Exactly and only the lines from the one containing "Indicate a point per instance of the wire" through the close of the entries below are to be set down.

Coordinate annotation entries:

......

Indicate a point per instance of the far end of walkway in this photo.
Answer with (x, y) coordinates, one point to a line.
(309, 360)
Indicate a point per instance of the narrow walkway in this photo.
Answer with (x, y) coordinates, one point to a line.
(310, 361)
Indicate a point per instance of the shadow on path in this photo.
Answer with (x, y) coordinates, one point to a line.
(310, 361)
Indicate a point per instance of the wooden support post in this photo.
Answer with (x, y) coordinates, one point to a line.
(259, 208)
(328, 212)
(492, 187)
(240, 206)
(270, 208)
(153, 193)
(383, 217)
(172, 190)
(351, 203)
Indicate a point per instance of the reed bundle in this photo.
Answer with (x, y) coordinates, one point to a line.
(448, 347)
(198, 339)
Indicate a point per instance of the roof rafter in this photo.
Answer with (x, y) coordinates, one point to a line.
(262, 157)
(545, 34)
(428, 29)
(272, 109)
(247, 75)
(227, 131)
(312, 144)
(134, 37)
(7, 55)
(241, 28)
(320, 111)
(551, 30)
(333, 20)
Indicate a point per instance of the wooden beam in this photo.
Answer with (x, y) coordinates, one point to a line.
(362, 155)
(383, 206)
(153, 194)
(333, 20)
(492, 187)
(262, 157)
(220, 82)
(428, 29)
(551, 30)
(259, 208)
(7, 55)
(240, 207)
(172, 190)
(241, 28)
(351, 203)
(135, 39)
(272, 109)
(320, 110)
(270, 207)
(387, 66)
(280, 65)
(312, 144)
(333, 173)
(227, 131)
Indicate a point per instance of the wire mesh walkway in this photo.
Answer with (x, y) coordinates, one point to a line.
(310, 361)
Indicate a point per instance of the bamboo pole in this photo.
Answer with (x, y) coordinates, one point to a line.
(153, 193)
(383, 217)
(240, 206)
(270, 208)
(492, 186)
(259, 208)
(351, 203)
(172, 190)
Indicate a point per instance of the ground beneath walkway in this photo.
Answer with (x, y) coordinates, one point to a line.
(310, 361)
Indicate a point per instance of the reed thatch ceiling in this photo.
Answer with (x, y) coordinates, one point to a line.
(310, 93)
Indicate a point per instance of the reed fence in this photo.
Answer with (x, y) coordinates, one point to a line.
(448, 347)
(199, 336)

......

Complete output
Indicate a point per instance of the wire mesh walkway in this photo.
Answer with (x, y) coordinates, one point to a line.
(310, 361)
Indicate a point per instance of the bamboo pole in this photo.
Answer with (x, y) coordinates, one point to a line.
(153, 193)
(383, 217)
(240, 206)
(270, 208)
(492, 186)
(259, 208)
(351, 203)
(172, 190)
Indicate a point per instance of the ground beneath walkway in this photo.
Answer with (x, y) coordinates, one point to a line.
(310, 361)
Indicate a point per instance of the reed thatch ceiling in this photo.
Answer with (x, y) coordinates, one point to a line.
(310, 93)
Indicate a point per instance of the reed fence in this photo.
Answer with (x, y) coordinates, one point to a line.
(448, 347)
(199, 336)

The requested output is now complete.